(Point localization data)

BEGIN

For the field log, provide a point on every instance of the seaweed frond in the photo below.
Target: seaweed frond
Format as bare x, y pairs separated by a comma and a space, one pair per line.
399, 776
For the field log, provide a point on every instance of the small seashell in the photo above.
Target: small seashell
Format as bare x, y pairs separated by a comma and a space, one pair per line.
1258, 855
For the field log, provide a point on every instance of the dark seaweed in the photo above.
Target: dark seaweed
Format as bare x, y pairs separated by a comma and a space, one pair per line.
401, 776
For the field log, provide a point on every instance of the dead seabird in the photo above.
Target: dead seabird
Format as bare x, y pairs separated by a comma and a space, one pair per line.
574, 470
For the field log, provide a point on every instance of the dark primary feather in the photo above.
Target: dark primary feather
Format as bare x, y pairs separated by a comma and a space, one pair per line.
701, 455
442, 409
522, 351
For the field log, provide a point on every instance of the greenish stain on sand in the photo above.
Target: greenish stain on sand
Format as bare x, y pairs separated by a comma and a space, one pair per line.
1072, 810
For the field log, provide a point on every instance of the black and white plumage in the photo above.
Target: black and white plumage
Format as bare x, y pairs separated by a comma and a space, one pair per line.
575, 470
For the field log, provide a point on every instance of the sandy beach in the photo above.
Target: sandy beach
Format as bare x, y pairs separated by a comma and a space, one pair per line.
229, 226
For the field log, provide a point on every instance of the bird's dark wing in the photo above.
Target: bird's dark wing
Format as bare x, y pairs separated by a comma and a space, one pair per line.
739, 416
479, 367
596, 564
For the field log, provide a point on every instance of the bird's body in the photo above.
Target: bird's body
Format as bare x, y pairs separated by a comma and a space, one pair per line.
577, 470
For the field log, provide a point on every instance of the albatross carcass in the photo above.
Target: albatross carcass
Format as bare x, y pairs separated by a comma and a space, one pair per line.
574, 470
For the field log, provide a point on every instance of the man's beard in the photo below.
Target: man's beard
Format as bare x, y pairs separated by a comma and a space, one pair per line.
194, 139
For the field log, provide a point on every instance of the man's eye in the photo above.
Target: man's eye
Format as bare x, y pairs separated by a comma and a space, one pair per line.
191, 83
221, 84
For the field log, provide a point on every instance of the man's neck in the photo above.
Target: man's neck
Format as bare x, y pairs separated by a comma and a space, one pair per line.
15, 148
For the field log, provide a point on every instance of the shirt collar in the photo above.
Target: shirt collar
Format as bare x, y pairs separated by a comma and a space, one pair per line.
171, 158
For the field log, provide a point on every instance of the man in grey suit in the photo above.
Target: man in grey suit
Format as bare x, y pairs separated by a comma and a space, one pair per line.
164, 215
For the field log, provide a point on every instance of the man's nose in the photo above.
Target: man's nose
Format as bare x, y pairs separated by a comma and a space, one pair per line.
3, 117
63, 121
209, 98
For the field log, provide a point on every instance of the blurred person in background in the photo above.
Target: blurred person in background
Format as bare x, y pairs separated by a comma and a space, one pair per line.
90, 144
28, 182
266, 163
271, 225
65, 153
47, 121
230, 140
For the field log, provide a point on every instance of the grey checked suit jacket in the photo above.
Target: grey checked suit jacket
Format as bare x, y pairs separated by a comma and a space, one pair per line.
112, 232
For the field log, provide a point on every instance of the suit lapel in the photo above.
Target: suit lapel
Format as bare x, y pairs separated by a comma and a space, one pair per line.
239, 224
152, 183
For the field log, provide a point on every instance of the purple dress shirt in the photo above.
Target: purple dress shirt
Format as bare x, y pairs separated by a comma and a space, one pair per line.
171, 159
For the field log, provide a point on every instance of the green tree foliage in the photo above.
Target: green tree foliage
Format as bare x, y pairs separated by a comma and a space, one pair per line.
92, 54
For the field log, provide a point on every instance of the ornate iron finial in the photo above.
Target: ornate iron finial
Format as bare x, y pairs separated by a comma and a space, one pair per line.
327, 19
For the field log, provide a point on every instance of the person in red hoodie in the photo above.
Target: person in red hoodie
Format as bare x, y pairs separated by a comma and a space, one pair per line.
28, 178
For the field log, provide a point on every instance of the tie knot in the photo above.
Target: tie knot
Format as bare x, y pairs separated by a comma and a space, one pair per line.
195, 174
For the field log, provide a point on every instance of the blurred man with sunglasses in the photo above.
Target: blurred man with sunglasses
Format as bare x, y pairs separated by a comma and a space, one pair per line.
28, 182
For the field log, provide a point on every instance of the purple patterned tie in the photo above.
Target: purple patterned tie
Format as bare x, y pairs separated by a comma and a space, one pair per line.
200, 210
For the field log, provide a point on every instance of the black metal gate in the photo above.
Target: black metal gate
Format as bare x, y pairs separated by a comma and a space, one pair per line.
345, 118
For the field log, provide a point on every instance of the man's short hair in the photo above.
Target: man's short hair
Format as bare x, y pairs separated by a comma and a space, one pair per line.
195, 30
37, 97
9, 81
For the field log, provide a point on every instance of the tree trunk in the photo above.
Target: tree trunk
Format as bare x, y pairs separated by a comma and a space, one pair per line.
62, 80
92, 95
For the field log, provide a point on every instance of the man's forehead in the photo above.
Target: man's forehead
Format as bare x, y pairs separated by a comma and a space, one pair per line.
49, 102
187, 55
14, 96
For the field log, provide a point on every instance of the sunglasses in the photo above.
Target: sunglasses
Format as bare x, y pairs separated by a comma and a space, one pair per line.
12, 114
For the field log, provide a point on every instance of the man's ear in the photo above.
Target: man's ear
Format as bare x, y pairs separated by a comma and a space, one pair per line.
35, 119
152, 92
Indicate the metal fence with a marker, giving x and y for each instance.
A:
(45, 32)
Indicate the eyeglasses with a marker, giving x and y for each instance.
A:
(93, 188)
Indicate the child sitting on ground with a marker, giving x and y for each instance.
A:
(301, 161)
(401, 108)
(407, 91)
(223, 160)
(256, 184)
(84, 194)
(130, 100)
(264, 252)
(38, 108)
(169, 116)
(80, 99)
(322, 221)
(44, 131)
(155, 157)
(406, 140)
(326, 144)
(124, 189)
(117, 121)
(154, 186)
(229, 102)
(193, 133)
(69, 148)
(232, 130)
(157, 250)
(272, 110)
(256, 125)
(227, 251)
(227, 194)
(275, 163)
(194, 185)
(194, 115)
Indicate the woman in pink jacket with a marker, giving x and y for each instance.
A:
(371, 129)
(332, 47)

END

*YOUR OBJECTIVE*:
All of the data above should be reproduced word for word.

*EXPECTED ANSWER*:
For the field log, provide a point on every instance of the seaweed frond in the photo below.
Target: seaweed frond
Format as bare x, y pairs separated by a comma and a space, one pair per line.
399, 776
For the field log, provide a point on every instance of the small seashell in the photo above.
Target: small seashell
Format as bare x, y pairs separated by a comma and a space, one pair per line.
1258, 855
For the field log, provide a point on every instance of the dark seaweed in the photo above.
Target: dark seaweed
Format as bare x, y pairs separated by a comma and a space, one pair per line.
401, 776
For the field log, provide a point on every instance of the dead seabird in the photo above.
Target: dead seabird
Format as bare x, y pairs separated by a comma and a space, one pair per line.
574, 470
For the field log, provide a point on every instance of the dark primary feather in the photo above.
Target: dark primary feather
Format as bare x, y pairs separated by a comma and a space, one pair per line.
701, 455
442, 409
522, 351
For the field log, provide a point on every instance of the greenish stain on sand in the photo above.
Target: greenish stain on sand
Format as bare x, y pairs separated by a comma and a space, one pair per line.
1072, 810
For the field log, provide a point on every instance of the black and white plumage in the photo above.
Target: black and white plumage
Format as bare x, y pairs separated by a comma and a space, one pair per line.
575, 470
For the field log, provide a point on every instance of the sandy beach in the photo above.
Target: sandy beach
Format as bare x, y pairs separated by a comma and a space, one pair per line.
229, 226
For the field log, provide a point on every instance of the bird's dark wing in the photo above.
Target: bird's dark wing
Format as bare x, y pairs separated by a comma and a space, one pair per line.
739, 416
479, 367
596, 564
For the field log, provide a point on every instance of the bird's body in the photo above.
Target: bird's body
Format as bare x, y pairs separated by a comma and a space, one pair per line.
577, 470
For the field log, provide a point on every instance of the albatross carcass in the photo above.
Target: albatross carcass
Format as bare x, y pairs separated by a comma and a space, one pair per line.
574, 470
For the field log, provide a point on every instance of the man's beard in the photo below.
Target: man's beard
Format as bare x, y pairs separated by a comma and a space, one pair per line.
194, 139
For the field log, provide a point on every instance of the man's eye in the photo above.
Target: man's eye
Format as bare x, y pairs separated by a comma and a space, one pair per line.
191, 83
221, 84
For the field log, provide a point on every instance of the man's neck in the photo above.
Target: man's neck
Format as bare x, y pairs separated by a comma and a space, one pair per line.
15, 148
For the field log, provide a point on every instance of the shirt collar in the photo above.
Target: shirt collar
Format as bare x, y pairs separated by a comma and a space, one pair per line.
171, 158
For the field log, provide a point on every instance of the man in grey suit in the photo above.
Target: man in grey suit
Format as bare x, y pairs separated by a comma and a space, one pair per line.
164, 215
For the field log, provide a point on every instance of the man's nose in the photo above.
Target: man's nose
Format as bare x, y pairs separated by a comma and a space, one pair per line.
3, 117
63, 121
209, 98
For the field log, provide a point on every instance of the blurred person in background in the photo above.
Target: blurred person in background
Format as bare x, y pairs separated by a comma and a space, one pair per line.
90, 144
28, 182
266, 163
271, 225
65, 153
47, 121
230, 140
For the field log, provide a point on every instance of the grey checked suit jacket in the photo above.
Target: grey checked suit jacket
Format as bare x, y pairs separated by a comma and a space, one pair per line.
112, 232
For the field log, provide a point on every instance of the suit lapel in the photo above.
Target: suit lapel
Format as bare x, y pairs separated by a comma and a space, one pair per line.
239, 224
152, 183
For the field log, provide a point on every instance of the purple dress shirt in the photo above.
Target: purple dress shirt
Format as bare x, y pairs separated by a comma and a space, one pair per line.
171, 159
For the field log, provide a point on every instance of the green tree foliage in the photo above.
Target: green tree foliage
Format as bare x, y pairs separated by a comma and a space, one pair per line.
92, 54
For the field log, provide a point on every instance of the ornate iron finial in the photo above.
Target: ornate iron finial
Format as bare x, y pairs separated by a comma and a space, one pair per line.
327, 19
For the field log, provide a point on every instance of the person in red hoodie in the photo above.
Target: person in red hoodie
Format as bare x, y pairs separated by a comma and a space, one pair per line.
28, 178
For the field log, provide a point on every instance of the tie knot in the photo above.
Target: tie knot
Format as bare x, y pairs separated by a comma and a space, one pair per line.
195, 174
For the field log, provide a point on every instance of the blurred man with sunglasses in the photo above.
Target: blurred man with sunglasses
Format as bare x, y pairs separated by a comma and a space, one pair per line.
28, 182
For the field log, provide a point on every instance of the purple patterned tie in the photo above.
Target: purple patterned tie
Format as bare x, y pairs separated by a comma and a space, one pair per line.
200, 210
For the field log, provide a point on every instance of the black metal gate in the photo above.
Target: black metal gate
Format as bare x, y pairs separated by a comma and a space, one pair per line.
345, 118
For the field log, provide a point on every instance of the man's short hair in the photo above.
Target: man's short hair
Format as bare x, y pairs separated by a comma and a space, one pair per line.
195, 30
37, 97
9, 81
For the field log, provide a point on every instance of the tree trunk in the photo above.
Target: tree trunk
Format as bare x, y pairs separated by a comma and a space, one pair per line.
62, 80
92, 95
For the field log, provide a point on every instance of the man's forehead in the photo above.
Target: man's forehead
Format as bare x, y pairs separated by a comma and a space, one pair per line.
49, 102
187, 55
14, 96
For the field log, provide a point on every instance of the sunglasses in the photo above.
Target: sunglasses
Format as bare x, y pairs separated by a comma and a space, one pair per line.
12, 114
For the field log, provide a point on every instance of the man's ear in the photo above.
Target: man's ear
Format as bare x, y pairs separated by a comma and a space, one pair per line.
35, 119
152, 92
Indicate the metal fence with a marker, giving x and y for each instance.
A:
(45, 32)
Indicate the eyeglasses with a marker, giving x and y for each instance.
A:
(93, 188)
Indicate the child sitting on ground with a marker, giving x and y for each instance.
A:
(301, 161)
(401, 108)
(407, 91)
(223, 160)
(256, 184)
(84, 194)
(130, 100)
(264, 252)
(38, 108)
(169, 116)
(80, 99)
(322, 221)
(44, 131)
(155, 157)
(406, 140)
(326, 144)
(124, 189)
(117, 121)
(154, 186)
(229, 102)
(193, 133)
(69, 148)
(232, 130)
(157, 250)
(272, 110)
(256, 125)
(227, 251)
(227, 194)
(275, 163)
(194, 185)
(194, 115)
Indicate the woman in pink jacket with a marker, giving x and y for each instance.
A:
(371, 129)
(332, 47)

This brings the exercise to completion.